**DATASET RECORDS**
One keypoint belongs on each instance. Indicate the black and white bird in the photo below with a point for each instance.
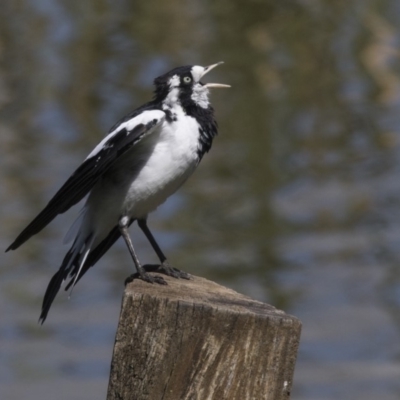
(143, 160)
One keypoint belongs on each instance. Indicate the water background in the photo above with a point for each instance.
(297, 204)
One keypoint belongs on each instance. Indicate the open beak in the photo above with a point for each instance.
(207, 70)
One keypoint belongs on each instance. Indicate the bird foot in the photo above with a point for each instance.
(166, 269)
(144, 276)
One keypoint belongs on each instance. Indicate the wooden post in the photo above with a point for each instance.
(196, 340)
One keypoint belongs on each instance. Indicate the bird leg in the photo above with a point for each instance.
(141, 273)
(164, 267)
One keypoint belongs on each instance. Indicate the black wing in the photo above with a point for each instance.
(117, 142)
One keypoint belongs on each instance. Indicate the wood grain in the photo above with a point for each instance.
(196, 340)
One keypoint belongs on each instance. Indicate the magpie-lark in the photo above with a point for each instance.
(145, 158)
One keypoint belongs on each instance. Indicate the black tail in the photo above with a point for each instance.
(73, 268)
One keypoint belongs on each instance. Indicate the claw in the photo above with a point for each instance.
(166, 269)
(145, 277)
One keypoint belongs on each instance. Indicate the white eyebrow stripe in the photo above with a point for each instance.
(197, 72)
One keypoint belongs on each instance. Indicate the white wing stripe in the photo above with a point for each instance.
(143, 118)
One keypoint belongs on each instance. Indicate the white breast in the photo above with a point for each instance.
(148, 174)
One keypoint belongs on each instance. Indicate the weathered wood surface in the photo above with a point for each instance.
(196, 340)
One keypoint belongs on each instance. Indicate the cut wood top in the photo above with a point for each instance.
(201, 291)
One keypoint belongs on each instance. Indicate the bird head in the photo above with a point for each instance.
(183, 85)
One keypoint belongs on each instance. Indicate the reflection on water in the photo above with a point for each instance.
(297, 204)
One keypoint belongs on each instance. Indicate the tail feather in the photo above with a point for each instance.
(77, 261)
(75, 256)
(95, 255)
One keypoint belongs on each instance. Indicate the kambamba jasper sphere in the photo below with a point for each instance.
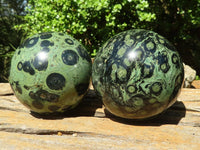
(50, 72)
(138, 74)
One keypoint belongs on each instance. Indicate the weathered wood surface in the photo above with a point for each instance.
(89, 126)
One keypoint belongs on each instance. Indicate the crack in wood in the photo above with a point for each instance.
(11, 109)
(32, 131)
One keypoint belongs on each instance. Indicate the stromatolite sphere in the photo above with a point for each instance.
(138, 74)
(50, 72)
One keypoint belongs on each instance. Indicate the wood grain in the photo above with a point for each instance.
(90, 126)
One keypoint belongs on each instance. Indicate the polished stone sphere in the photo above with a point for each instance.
(138, 74)
(50, 72)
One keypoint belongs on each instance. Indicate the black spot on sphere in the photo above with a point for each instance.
(149, 45)
(70, 57)
(45, 35)
(156, 88)
(46, 43)
(147, 70)
(53, 108)
(20, 66)
(69, 41)
(40, 61)
(37, 104)
(30, 42)
(28, 68)
(81, 88)
(83, 53)
(163, 62)
(55, 81)
(140, 55)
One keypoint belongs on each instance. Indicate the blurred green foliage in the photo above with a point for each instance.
(11, 14)
(93, 22)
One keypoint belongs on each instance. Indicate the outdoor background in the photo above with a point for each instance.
(93, 22)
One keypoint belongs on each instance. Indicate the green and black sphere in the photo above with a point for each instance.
(138, 74)
(50, 72)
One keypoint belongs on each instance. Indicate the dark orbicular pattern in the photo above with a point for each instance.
(138, 74)
(55, 81)
(49, 74)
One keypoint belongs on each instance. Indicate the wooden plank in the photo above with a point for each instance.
(90, 126)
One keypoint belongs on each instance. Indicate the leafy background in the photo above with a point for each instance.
(93, 22)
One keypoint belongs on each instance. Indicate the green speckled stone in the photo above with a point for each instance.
(50, 72)
(138, 74)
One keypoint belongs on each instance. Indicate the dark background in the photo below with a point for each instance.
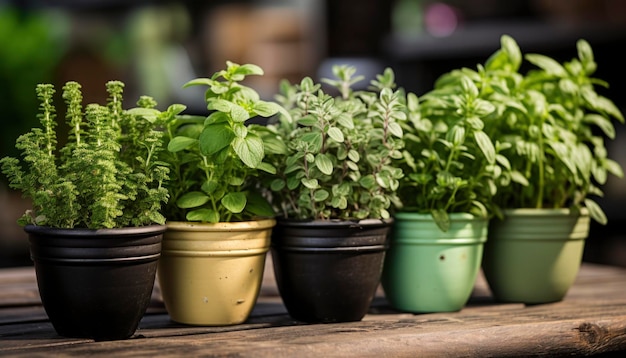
(156, 46)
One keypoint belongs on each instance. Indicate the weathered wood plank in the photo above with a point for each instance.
(590, 320)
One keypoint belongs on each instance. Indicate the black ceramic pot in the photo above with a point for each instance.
(95, 283)
(328, 271)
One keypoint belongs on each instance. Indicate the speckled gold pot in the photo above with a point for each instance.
(211, 274)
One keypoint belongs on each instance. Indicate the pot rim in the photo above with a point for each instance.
(415, 216)
(195, 226)
(332, 223)
(546, 211)
(82, 232)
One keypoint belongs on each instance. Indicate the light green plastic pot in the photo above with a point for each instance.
(428, 270)
(533, 255)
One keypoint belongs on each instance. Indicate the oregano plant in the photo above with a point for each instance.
(215, 158)
(450, 163)
(106, 175)
(552, 125)
(335, 155)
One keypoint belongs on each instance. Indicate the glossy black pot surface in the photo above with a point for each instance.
(95, 283)
(328, 271)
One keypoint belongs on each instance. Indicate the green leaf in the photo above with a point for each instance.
(441, 219)
(249, 149)
(192, 199)
(203, 215)
(307, 121)
(335, 134)
(548, 64)
(595, 211)
(395, 129)
(354, 156)
(180, 143)
(368, 181)
(249, 69)
(258, 205)
(215, 137)
(235, 202)
(309, 183)
(199, 82)
(150, 114)
(603, 123)
(320, 195)
(277, 185)
(314, 139)
(239, 114)
(267, 167)
(266, 109)
(209, 186)
(220, 105)
(324, 164)
(486, 146)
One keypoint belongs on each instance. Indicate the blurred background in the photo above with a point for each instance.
(154, 47)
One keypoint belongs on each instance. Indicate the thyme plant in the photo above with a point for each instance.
(106, 175)
(335, 155)
(214, 158)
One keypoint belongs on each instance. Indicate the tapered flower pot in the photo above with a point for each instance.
(533, 255)
(211, 274)
(95, 283)
(328, 271)
(428, 270)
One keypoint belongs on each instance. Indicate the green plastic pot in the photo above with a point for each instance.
(533, 255)
(428, 270)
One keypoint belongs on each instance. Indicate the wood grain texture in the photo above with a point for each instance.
(591, 320)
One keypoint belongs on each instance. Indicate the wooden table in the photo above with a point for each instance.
(590, 320)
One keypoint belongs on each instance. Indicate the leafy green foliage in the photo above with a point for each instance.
(551, 125)
(335, 155)
(450, 163)
(107, 175)
(214, 159)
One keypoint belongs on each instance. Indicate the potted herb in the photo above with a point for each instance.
(450, 167)
(219, 225)
(552, 125)
(334, 186)
(95, 227)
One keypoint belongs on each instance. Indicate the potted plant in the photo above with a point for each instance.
(450, 166)
(552, 125)
(95, 227)
(218, 224)
(334, 185)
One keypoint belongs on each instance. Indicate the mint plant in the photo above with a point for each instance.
(335, 155)
(450, 163)
(552, 126)
(108, 173)
(214, 159)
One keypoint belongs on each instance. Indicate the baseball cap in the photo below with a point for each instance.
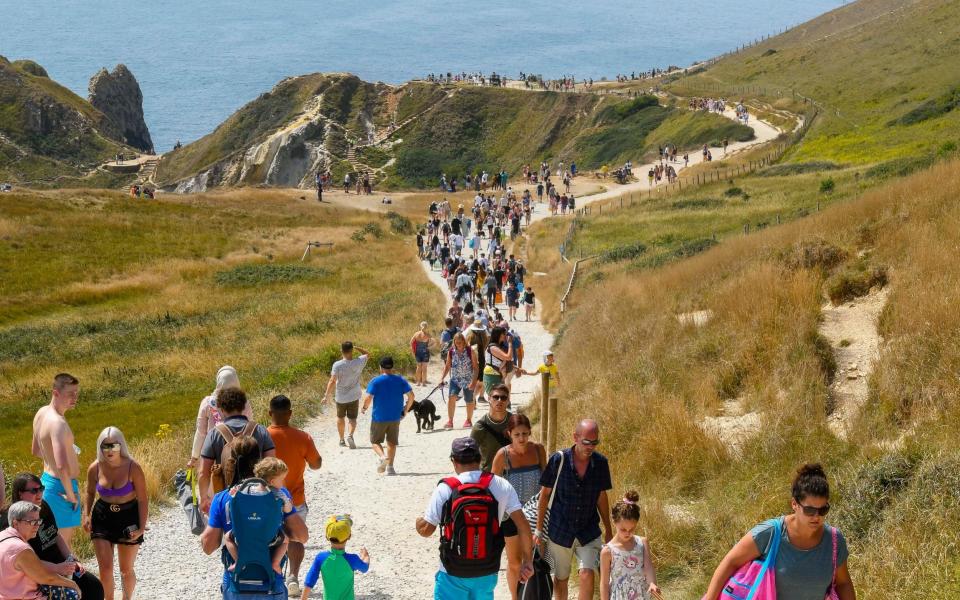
(465, 450)
(339, 528)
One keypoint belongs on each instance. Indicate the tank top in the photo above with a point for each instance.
(14, 583)
(525, 480)
(627, 581)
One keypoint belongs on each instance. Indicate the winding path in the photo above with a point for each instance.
(171, 564)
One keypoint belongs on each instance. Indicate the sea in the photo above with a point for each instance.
(198, 62)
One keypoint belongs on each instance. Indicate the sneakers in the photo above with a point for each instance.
(293, 586)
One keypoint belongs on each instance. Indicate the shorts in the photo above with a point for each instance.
(448, 587)
(458, 390)
(65, 514)
(562, 557)
(385, 429)
(112, 521)
(350, 410)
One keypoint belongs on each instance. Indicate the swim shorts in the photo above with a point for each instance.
(65, 514)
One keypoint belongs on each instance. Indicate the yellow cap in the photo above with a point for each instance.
(338, 528)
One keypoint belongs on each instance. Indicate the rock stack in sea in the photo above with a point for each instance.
(117, 95)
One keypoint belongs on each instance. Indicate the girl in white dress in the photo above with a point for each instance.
(626, 571)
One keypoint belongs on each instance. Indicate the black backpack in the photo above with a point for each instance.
(540, 584)
(471, 540)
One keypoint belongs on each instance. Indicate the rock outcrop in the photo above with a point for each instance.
(117, 95)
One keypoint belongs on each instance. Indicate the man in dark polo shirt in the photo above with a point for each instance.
(579, 504)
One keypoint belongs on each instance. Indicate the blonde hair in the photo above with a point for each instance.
(114, 434)
(270, 467)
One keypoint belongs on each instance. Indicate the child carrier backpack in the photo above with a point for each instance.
(257, 515)
(540, 584)
(471, 541)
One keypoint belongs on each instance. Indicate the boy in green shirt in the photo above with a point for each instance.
(336, 566)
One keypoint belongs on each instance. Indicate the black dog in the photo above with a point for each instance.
(426, 414)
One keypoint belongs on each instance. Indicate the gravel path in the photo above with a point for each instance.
(384, 509)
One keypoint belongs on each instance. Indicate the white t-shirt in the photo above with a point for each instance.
(507, 500)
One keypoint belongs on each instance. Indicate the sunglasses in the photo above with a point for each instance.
(812, 511)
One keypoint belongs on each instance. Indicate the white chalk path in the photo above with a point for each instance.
(171, 564)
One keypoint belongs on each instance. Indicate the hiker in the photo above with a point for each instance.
(521, 463)
(48, 545)
(336, 565)
(22, 575)
(209, 415)
(473, 577)
(119, 516)
(462, 365)
(231, 402)
(244, 454)
(345, 379)
(53, 443)
(392, 398)
(626, 569)
(490, 430)
(578, 478)
(420, 345)
(297, 450)
(810, 557)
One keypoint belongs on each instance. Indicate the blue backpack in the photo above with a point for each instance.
(257, 515)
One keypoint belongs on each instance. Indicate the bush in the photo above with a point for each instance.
(268, 273)
(855, 282)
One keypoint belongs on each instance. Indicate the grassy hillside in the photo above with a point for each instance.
(145, 301)
(651, 379)
(47, 131)
(884, 71)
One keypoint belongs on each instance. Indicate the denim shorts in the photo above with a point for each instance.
(465, 392)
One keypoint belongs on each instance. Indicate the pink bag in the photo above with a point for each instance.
(755, 580)
(832, 591)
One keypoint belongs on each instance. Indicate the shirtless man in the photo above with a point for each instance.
(53, 443)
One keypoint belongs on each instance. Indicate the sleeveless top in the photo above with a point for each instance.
(461, 366)
(525, 480)
(14, 583)
(627, 581)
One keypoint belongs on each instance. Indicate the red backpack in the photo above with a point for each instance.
(471, 541)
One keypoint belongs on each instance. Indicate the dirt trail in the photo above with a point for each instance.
(851, 329)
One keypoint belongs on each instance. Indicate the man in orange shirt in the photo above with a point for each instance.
(297, 450)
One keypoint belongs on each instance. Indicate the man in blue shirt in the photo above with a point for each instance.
(579, 478)
(387, 392)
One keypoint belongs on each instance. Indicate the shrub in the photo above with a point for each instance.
(246, 275)
(855, 282)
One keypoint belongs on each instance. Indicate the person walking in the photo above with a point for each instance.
(811, 557)
(53, 443)
(297, 450)
(345, 379)
(209, 415)
(119, 516)
(420, 345)
(462, 365)
(521, 463)
(473, 577)
(391, 396)
(578, 478)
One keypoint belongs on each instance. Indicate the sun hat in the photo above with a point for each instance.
(339, 528)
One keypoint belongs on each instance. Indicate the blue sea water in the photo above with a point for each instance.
(197, 62)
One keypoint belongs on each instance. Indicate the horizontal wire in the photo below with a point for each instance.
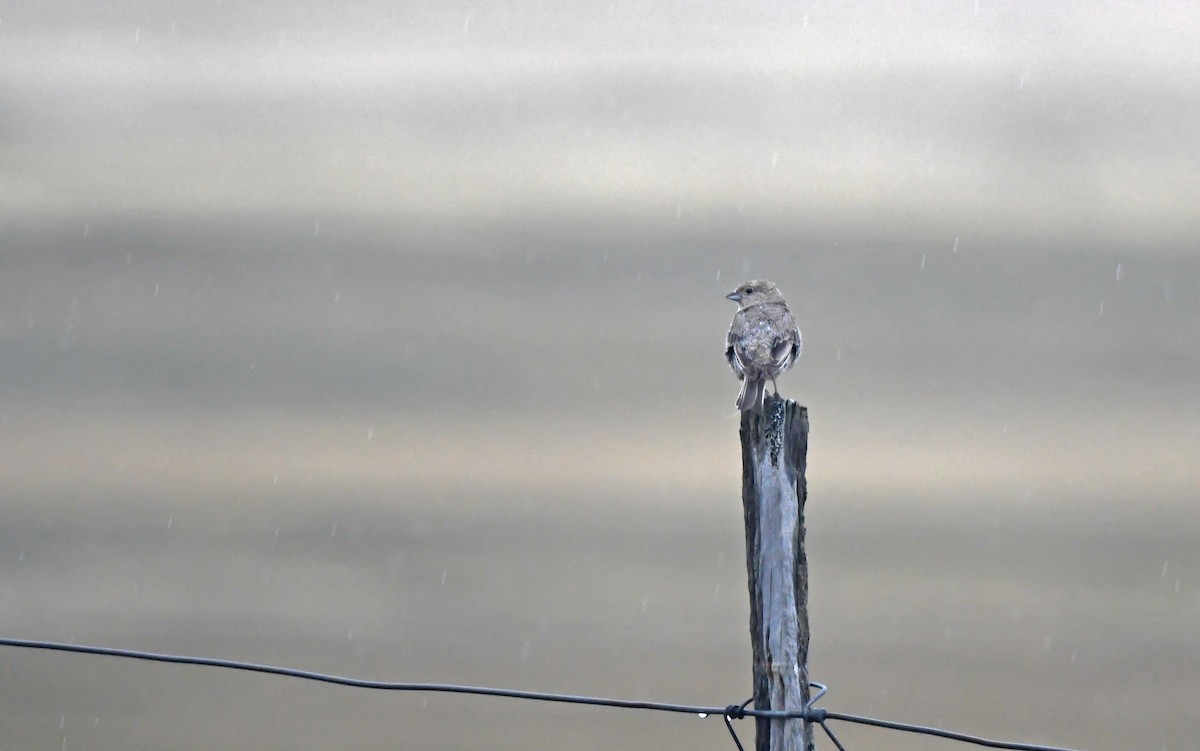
(941, 733)
(809, 713)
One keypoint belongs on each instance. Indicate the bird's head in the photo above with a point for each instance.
(755, 292)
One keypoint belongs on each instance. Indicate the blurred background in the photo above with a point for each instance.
(387, 340)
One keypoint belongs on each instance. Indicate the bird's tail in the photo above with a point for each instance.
(750, 397)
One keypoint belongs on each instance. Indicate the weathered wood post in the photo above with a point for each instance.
(774, 455)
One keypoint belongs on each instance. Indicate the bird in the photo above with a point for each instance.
(763, 340)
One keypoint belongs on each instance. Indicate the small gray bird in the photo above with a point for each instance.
(763, 340)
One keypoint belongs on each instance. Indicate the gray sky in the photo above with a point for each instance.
(1012, 120)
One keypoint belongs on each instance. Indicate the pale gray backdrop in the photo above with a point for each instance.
(385, 340)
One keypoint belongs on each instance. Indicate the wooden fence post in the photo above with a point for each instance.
(774, 455)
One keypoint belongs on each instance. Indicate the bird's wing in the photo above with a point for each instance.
(731, 350)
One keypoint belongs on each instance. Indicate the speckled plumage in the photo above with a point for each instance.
(763, 340)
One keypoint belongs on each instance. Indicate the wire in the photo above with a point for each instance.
(732, 712)
(940, 733)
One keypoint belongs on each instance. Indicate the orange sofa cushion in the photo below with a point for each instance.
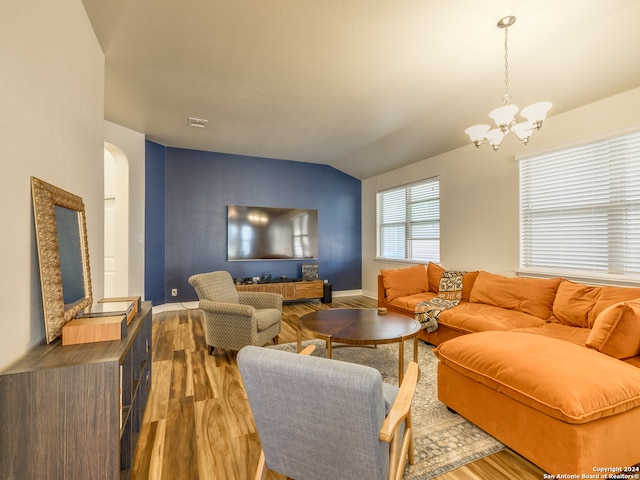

**WHAT IS BEING ASKED**
Every line from the one that holds "weathered wood post" to the end of the listing should be output exactly, with pictures left out, please.

**WRITTEN REPLY**
One keypoint belongs on each instance. Indicate the weathered wood post in the photo above with a point for each instance.
(774, 455)
One keypoint belongs on each instance. Indicate the bird in the photo above with a point for each instance.
(763, 340)
One keypoint belongs on each instance. Indicate the small gray bird in the photo above with a point for each instance.
(763, 340)
One keypoint belongs on each instance. Indicate the gray sky in the photo above with a point for each instance.
(1012, 120)
One keypoint belongs on each instance. Indicate the pale gray backdrop in the photo above with a point for each instance.
(385, 340)
One keypoint belongs on each instance. Indicate the wooden fence post in the photo above with a point for each instance.
(774, 455)
One keypoint belongs on each instance. Indicate the bird's wing in the photo above with a point for each instance.
(731, 350)
One keypoint belongs on each instance. Indicate the speckled plumage in the photo above with a point for each instance.
(763, 340)
One keypoint belongs on each instance. Indicate the wire in the photo above with a point for each instance.
(732, 712)
(940, 733)
One keypoint belongs on each instance. Indicate the orange sofa cushion in the photo below with a point for each instance.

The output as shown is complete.